== INSTRUCTION ==
Starting at the line that holds "Would you be able to point out the green", set down each line through the end of the listing, exactly as written and with nothing added.
....................
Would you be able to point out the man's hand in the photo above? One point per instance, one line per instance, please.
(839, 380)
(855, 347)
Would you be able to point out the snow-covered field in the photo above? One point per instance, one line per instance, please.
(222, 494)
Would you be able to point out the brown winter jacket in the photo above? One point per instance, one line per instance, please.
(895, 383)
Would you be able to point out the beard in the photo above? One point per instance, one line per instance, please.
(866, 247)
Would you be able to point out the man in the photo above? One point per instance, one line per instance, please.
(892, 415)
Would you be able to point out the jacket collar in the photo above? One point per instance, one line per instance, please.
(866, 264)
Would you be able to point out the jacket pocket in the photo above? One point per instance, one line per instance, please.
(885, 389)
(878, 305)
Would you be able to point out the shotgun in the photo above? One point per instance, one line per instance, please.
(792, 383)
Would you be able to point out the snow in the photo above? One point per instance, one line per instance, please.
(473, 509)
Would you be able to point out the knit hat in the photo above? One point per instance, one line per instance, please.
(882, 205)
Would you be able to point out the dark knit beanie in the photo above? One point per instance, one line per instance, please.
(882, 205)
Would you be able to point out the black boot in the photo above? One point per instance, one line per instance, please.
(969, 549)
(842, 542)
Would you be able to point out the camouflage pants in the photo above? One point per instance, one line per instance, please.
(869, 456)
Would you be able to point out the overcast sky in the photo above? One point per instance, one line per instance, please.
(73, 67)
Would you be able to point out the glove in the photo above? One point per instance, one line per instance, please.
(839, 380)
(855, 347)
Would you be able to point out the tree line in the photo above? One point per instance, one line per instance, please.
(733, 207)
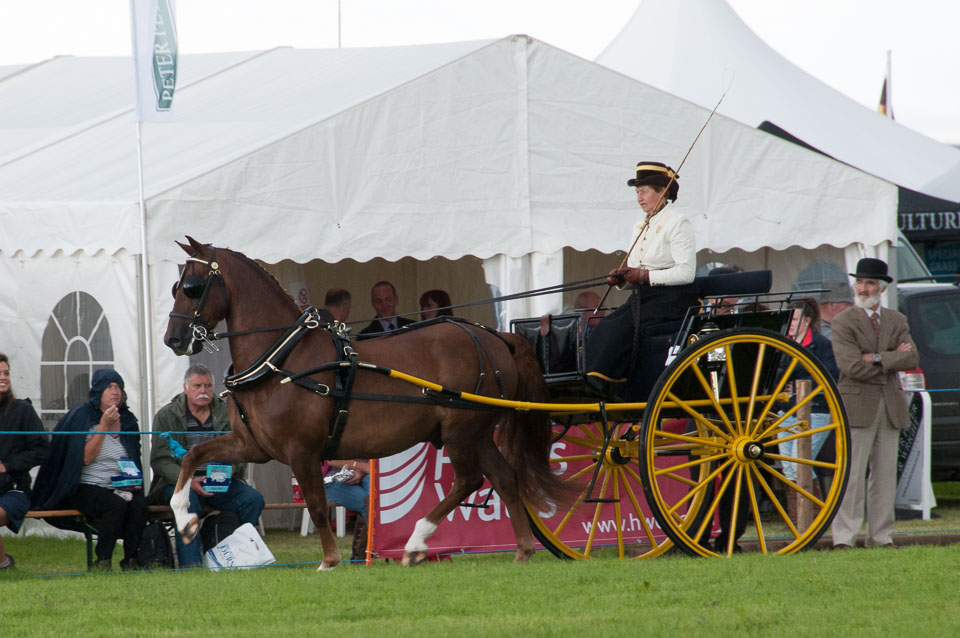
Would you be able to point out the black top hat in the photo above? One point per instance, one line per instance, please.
(870, 268)
(656, 174)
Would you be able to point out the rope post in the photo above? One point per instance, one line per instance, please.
(804, 451)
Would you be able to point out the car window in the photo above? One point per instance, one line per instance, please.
(909, 264)
(935, 323)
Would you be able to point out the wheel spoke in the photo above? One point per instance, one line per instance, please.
(799, 490)
(789, 413)
(799, 435)
(713, 400)
(810, 462)
(698, 417)
(589, 443)
(700, 486)
(755, 509)
(574, 457)
(732, 384)
(734, 511)
(666, 471)
(689, 439)
(708, 519)
(772, 400)
(648, 532)
(776, 503)
(753, 386)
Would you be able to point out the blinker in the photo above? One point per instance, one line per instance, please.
(193, 286)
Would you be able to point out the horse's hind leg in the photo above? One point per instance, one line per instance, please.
(504, 481)
(467, 478)
(228, 448)
(309, 473)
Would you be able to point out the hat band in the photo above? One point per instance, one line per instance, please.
(655, 168)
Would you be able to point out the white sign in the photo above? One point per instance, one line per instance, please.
(914, 489)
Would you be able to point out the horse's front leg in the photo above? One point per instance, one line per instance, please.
(309, 473)
(228, 448)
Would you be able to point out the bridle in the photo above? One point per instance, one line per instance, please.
(194, 287)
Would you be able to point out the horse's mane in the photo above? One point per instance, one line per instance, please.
(260, 269)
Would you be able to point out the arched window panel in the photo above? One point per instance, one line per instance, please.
(76, 343)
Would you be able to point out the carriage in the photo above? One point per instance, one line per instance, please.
(696, 466)
(701, 455)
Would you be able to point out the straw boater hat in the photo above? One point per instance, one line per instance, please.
(870, 268)
(656, 174)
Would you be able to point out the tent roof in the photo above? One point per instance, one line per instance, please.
(509, 146)
(703, 44)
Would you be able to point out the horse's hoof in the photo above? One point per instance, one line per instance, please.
(412, 559)
(189, 532)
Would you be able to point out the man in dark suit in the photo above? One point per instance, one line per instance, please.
(871, 344)
(383, 298)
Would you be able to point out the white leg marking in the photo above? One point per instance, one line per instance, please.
(179, 503)
(421, 532)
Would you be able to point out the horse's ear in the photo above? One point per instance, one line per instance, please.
(186, 248)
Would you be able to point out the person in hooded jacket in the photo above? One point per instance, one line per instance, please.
(18, 454)
(78, 473)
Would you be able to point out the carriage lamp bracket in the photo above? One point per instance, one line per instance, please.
(607, 430)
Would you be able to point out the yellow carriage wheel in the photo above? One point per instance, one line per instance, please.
(610, 520)
(724, 404)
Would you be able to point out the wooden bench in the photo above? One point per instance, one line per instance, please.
(159, 512)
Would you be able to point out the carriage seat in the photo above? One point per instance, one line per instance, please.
(737, 284)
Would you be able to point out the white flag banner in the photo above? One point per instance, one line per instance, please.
(154, 34)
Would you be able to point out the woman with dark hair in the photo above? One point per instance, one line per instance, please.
(81, 470)
(804, 329)
(435, 303)
(18, 453)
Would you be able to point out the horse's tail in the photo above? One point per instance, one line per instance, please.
(525, 436)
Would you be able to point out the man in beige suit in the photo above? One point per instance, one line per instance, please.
(871, 344)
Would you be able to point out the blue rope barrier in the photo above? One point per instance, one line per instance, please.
(140, 432)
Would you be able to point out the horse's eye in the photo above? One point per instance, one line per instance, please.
(193, 286)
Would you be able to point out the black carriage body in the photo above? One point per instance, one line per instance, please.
(561, 341)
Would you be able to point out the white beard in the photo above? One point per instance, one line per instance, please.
(867, 302)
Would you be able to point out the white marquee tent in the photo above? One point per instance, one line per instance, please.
(701, 46)
(508, 150)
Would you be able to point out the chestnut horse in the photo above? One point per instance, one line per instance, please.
(274, 420)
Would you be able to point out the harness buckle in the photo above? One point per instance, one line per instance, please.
(200, 334)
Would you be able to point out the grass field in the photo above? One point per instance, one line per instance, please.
(862, 592)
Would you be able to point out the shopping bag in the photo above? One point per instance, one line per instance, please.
(241, 550)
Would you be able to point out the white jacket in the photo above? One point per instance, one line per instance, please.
(666, 248)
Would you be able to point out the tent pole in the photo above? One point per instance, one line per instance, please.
(145, 307)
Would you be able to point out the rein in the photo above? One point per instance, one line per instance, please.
(347, 365)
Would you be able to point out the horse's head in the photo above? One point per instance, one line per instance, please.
(200, 299)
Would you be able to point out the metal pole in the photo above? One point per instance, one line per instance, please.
(145, 306)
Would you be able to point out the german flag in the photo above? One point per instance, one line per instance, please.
(885, 108)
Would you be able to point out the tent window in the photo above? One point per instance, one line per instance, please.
(76, 342)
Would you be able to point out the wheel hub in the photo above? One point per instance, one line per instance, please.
(747, 450)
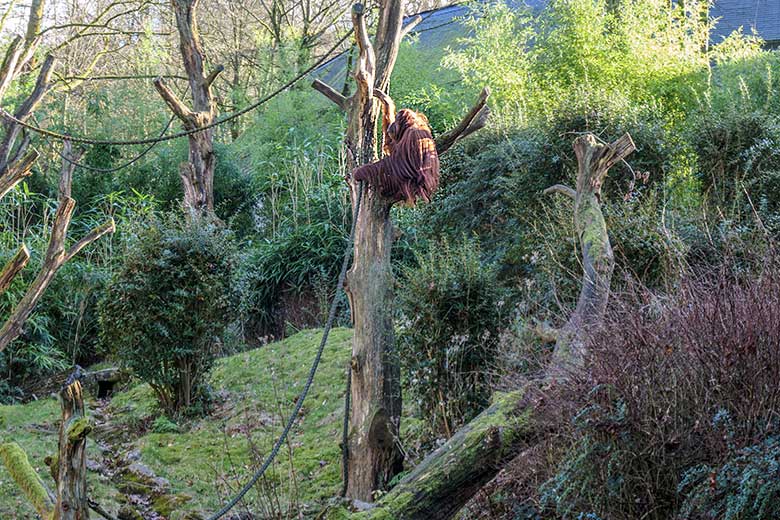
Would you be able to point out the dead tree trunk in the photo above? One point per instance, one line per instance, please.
(197, 174)
(56, 255)
(450, 476)
(69, 468)
(374, 455)
(72, 503)
(594, 161)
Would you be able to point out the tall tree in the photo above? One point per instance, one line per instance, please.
(374, 454)
(16, 164)
(197, 174)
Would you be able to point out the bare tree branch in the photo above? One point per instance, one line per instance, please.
(13, 267)
(562, 189)
(475, 119)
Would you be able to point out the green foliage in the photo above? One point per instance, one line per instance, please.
(451, 307)
(164, 425)
(745, 486)
(303, 261)
(165, 310)
(739, 160)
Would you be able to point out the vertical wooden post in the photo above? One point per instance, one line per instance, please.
(72, 503)
(197, 174)
(594, 161)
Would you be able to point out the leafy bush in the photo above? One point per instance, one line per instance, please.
(303, 262)
(660, 369)
(165, 310)
(746, 486)
(738, 157)
(451, 307)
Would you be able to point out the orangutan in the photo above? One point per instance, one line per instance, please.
(410, 169)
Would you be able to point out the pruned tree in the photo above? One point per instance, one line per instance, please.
(16, 164)
(68, 466)
(374, 455)
(197, 174)
(57, 253)
(447, 478)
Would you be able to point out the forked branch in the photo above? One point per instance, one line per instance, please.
(476, 118)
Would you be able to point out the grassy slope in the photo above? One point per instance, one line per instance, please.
(254, 389)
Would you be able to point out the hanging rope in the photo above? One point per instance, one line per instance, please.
(345, 434)
(302, 396)
(185, 133)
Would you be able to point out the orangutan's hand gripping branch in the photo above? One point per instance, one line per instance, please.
(410, 168)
....................
== SOLUTION TO THE PROBLEM ==
Would you be able to point out the green foliage in the photo above? One point per instance, one line per instance, please.
(451, 307)
(164, 425)
(745, 486)
(303, 261)
(165, 310)
(739, 160)
Would you be able to point out the vertical wooden post in the photo above? One point per instance, one line per instance, please.
(72, 503)
(197, 174)
(594, 161)
Would you be able to point out the leafy bush in the photo above? One point per instance, one line per instance, please.
(303, 262)
(660, 369)
(165, 310)
(746, 486)
(738, 157)
(451, 307)
Would you be able to point out the orangutan in the photo above? One point per instance, one line per instance, please.
(410, 169)
Would you be able to point out the pruned tree in the photo above? One point per instance, one line per instance, please.
(16, 164)
(68, 466)
(374, 455)
(197, 174)
(57, 253)
(447, 478)
Would you be able to point out the forked branch in the photo above? One point per instance, one line per instance, please.
(476, 118)
Would you be able to point out the grassy slope in the photo above? One point per instance, one line per instance, please.
(254, 389)
Would you be able to point out the hanging rope in the photo above? One point per instance, one line per instance, please.
(345, 434)
(302, 396)
(185, 133)
Would you be able to point out the orangutan's hand gripping branch in the photo above? One point per instance, one line per instance, please.
(410, 168)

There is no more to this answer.